### Task data

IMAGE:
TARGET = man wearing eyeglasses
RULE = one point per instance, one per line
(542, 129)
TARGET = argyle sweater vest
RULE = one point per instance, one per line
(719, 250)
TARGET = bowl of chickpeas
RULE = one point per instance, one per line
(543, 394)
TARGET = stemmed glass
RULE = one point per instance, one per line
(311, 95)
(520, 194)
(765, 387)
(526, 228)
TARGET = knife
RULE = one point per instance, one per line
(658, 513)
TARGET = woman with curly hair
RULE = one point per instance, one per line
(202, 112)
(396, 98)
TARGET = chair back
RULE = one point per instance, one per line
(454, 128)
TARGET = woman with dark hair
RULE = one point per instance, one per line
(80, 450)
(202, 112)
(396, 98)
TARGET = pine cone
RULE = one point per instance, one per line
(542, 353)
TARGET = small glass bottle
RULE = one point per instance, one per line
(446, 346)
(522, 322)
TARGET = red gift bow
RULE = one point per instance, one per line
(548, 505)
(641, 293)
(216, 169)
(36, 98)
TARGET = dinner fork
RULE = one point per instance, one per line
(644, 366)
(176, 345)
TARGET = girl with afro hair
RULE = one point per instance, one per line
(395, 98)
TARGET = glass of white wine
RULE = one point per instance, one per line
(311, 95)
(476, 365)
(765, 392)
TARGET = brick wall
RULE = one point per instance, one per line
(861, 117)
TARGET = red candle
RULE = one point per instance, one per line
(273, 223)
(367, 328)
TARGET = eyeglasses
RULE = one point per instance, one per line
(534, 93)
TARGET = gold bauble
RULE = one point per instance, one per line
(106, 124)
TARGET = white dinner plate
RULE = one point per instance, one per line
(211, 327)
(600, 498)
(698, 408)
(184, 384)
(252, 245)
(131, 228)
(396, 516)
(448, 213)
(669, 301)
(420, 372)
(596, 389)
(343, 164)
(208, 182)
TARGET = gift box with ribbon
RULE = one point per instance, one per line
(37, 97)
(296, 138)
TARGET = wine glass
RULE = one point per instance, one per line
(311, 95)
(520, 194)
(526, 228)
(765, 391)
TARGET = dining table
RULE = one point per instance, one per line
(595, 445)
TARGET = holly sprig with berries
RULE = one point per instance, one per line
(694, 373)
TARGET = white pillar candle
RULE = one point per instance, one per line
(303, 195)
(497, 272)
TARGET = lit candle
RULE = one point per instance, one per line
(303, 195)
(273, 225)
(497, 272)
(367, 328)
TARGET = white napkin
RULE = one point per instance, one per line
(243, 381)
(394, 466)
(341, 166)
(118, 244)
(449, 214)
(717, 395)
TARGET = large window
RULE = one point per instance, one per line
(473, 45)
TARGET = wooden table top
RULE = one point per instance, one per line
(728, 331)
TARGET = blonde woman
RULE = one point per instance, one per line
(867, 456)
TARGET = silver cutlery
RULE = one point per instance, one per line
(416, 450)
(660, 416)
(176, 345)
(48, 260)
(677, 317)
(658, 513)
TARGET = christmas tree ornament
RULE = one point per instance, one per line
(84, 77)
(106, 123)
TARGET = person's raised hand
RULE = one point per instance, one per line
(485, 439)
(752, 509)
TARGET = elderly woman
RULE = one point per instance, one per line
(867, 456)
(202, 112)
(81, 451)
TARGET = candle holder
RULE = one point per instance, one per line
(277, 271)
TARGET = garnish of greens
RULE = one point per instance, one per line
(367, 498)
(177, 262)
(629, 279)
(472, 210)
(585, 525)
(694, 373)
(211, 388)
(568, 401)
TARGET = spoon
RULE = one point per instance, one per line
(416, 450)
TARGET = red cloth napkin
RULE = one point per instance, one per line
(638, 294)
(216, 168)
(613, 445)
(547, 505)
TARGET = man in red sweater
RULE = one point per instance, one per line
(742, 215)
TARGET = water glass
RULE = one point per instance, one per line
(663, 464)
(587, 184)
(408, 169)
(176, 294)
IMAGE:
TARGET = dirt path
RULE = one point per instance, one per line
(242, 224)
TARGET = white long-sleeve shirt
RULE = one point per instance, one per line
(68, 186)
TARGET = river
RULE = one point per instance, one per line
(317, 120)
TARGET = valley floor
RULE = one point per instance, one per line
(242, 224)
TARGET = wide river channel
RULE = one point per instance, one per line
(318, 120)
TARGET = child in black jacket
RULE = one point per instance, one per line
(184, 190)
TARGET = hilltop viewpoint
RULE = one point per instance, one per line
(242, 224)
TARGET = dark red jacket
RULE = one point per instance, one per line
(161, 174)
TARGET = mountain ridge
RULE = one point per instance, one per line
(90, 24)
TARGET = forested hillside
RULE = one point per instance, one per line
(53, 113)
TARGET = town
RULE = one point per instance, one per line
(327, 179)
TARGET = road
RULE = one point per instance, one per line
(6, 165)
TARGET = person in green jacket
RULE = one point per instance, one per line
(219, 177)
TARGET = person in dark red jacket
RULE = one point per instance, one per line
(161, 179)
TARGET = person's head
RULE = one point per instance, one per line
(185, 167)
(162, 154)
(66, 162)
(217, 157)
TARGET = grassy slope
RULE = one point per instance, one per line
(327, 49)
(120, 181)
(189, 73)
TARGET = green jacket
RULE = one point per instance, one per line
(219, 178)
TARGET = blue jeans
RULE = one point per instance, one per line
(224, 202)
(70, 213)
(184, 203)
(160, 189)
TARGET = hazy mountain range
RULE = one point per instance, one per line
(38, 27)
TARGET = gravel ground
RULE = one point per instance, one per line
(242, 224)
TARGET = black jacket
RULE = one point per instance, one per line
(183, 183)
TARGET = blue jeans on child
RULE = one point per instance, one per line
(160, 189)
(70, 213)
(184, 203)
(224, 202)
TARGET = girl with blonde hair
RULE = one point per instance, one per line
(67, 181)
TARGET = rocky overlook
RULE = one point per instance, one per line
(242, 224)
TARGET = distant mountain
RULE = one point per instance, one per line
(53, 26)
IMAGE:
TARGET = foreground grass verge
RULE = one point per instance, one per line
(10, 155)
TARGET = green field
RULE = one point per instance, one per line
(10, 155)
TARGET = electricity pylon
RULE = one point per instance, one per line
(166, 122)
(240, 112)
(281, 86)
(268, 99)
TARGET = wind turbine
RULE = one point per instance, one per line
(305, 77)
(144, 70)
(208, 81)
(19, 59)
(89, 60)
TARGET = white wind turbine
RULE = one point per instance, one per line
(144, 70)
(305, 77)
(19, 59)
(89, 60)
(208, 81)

######
### Task data

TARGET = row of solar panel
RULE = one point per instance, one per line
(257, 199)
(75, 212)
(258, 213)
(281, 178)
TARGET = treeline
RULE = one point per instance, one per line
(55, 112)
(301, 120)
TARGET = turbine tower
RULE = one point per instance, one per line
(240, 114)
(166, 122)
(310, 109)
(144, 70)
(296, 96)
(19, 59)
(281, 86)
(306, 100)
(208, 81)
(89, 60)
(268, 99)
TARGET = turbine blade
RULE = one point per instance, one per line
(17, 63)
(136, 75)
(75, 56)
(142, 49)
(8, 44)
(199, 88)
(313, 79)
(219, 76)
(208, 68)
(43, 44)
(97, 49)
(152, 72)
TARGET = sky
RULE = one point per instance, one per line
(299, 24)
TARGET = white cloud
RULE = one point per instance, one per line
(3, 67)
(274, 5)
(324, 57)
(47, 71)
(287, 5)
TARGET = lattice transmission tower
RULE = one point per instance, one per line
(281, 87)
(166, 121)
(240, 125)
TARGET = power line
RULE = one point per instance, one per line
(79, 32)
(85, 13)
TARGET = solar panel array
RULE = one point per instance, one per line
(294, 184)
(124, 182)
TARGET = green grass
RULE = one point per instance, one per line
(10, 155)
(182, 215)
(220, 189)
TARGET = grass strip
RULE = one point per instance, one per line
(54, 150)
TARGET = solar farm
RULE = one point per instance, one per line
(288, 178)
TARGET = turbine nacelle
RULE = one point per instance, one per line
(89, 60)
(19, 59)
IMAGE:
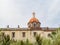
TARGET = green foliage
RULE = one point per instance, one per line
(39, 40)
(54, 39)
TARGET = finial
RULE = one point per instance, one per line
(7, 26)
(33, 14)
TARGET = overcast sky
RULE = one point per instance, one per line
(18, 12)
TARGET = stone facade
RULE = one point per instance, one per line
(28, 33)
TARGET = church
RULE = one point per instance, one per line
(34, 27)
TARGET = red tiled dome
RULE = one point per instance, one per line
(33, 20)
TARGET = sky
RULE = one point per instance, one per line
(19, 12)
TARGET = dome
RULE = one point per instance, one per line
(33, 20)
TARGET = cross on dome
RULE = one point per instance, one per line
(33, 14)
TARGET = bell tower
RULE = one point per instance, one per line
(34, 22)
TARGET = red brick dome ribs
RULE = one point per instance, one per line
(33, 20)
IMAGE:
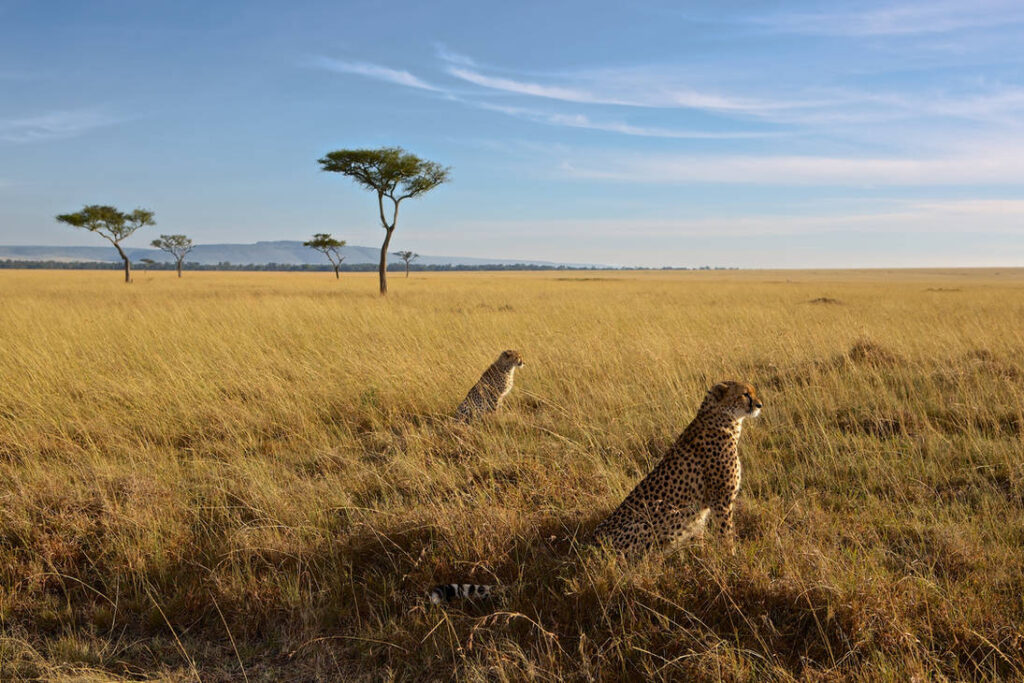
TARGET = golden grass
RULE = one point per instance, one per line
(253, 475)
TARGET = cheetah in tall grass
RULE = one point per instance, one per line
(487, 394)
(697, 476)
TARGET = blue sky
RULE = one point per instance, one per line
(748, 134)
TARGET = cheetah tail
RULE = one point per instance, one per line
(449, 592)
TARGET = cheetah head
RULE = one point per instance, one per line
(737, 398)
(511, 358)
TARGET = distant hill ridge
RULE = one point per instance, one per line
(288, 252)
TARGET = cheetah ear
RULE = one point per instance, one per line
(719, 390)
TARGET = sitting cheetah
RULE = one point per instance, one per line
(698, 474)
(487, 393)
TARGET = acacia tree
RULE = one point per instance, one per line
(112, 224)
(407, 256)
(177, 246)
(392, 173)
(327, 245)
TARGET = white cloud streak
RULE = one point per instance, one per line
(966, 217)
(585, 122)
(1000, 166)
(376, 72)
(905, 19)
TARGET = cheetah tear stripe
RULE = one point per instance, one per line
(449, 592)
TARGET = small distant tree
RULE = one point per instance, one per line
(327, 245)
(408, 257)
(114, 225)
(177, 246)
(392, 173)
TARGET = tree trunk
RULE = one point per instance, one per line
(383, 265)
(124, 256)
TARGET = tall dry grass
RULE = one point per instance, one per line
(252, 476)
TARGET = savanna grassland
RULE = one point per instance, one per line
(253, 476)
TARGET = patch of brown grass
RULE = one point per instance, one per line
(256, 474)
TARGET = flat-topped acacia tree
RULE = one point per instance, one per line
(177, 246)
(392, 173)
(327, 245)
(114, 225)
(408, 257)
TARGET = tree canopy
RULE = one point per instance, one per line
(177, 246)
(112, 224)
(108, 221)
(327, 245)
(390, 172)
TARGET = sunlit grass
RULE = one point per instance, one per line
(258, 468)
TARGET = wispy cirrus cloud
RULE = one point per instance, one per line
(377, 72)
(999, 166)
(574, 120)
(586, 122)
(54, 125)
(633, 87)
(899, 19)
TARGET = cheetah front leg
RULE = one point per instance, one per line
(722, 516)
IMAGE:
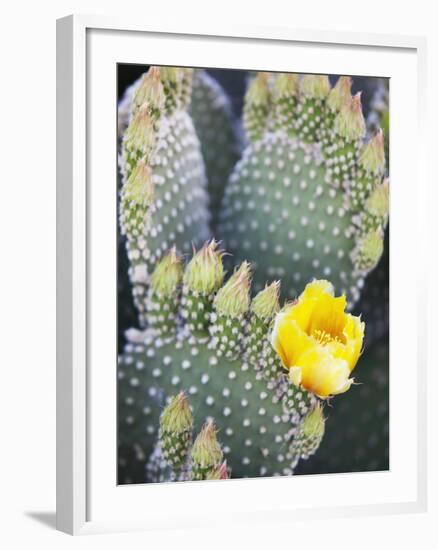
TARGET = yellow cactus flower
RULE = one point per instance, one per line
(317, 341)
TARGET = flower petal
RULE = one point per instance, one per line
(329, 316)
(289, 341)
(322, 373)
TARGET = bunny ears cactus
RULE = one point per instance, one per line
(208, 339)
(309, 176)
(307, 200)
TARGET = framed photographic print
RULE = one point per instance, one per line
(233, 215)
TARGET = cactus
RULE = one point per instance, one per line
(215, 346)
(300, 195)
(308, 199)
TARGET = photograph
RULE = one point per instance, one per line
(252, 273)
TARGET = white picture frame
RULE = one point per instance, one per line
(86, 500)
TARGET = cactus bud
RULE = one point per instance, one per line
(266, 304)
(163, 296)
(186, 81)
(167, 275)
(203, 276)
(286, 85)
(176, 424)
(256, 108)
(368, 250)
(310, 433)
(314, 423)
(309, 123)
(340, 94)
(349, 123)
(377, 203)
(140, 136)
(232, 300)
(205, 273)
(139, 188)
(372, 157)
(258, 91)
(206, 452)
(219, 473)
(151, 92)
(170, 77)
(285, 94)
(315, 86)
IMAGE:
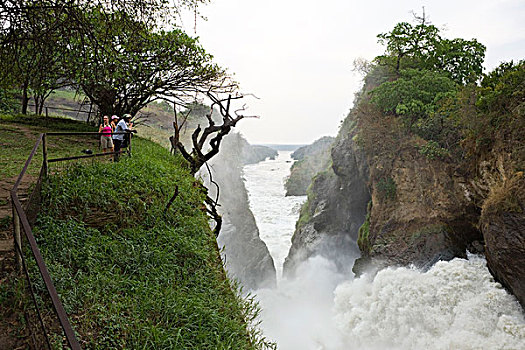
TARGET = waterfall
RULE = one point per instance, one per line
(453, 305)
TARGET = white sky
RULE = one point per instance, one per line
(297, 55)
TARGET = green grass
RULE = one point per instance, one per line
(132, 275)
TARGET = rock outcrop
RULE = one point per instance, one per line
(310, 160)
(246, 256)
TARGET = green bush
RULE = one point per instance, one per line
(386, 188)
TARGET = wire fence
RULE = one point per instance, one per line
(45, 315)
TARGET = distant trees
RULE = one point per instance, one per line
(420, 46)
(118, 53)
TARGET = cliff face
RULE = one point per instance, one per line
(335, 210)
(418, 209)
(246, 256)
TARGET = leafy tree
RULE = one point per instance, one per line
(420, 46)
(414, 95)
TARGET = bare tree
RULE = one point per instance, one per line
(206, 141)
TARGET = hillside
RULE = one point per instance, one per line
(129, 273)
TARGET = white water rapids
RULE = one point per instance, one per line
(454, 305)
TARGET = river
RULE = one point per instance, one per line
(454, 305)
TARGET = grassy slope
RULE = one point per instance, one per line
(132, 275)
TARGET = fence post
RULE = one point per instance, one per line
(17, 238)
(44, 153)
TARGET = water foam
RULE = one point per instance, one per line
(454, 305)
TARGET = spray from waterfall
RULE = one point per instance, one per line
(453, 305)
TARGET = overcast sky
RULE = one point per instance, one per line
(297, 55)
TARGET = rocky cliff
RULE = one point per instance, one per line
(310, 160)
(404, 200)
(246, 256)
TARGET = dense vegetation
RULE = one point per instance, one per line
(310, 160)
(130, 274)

######
### Task data

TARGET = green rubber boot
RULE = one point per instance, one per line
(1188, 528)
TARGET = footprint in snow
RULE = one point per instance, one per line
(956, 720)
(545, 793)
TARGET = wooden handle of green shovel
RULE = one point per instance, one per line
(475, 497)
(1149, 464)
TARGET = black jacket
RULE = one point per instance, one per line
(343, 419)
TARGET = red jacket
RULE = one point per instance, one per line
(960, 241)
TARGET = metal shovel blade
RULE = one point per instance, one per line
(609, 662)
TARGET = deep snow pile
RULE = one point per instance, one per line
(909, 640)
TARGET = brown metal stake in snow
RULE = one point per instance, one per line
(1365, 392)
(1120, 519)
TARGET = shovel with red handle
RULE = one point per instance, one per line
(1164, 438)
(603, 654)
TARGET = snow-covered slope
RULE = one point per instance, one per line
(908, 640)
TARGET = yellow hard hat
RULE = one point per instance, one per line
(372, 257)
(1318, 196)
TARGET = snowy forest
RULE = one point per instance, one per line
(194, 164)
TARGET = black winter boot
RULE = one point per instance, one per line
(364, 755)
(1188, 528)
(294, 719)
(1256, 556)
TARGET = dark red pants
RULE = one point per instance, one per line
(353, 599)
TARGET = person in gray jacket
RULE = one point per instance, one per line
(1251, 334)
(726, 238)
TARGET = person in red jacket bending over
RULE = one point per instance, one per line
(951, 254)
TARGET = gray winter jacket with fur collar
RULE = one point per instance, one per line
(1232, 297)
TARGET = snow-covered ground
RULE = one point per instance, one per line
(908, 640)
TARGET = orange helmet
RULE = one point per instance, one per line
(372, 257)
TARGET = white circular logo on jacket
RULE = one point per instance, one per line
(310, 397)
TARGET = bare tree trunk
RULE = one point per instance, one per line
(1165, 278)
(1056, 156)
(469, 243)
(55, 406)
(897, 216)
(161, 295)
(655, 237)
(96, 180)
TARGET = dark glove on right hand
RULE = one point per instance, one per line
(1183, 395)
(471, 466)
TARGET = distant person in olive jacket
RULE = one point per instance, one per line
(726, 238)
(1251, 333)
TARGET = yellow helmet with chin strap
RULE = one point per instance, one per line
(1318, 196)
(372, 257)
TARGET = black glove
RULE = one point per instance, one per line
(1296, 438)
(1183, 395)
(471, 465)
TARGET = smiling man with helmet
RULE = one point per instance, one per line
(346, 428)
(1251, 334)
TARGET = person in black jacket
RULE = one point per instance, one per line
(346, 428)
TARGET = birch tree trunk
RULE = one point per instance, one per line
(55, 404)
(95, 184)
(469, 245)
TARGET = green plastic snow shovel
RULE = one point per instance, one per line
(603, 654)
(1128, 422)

######

To do:
Search the data for "wine". Copy every line that has it.

Answer to this exercise:
TARGET = glass of white wine
TARGET = wine glass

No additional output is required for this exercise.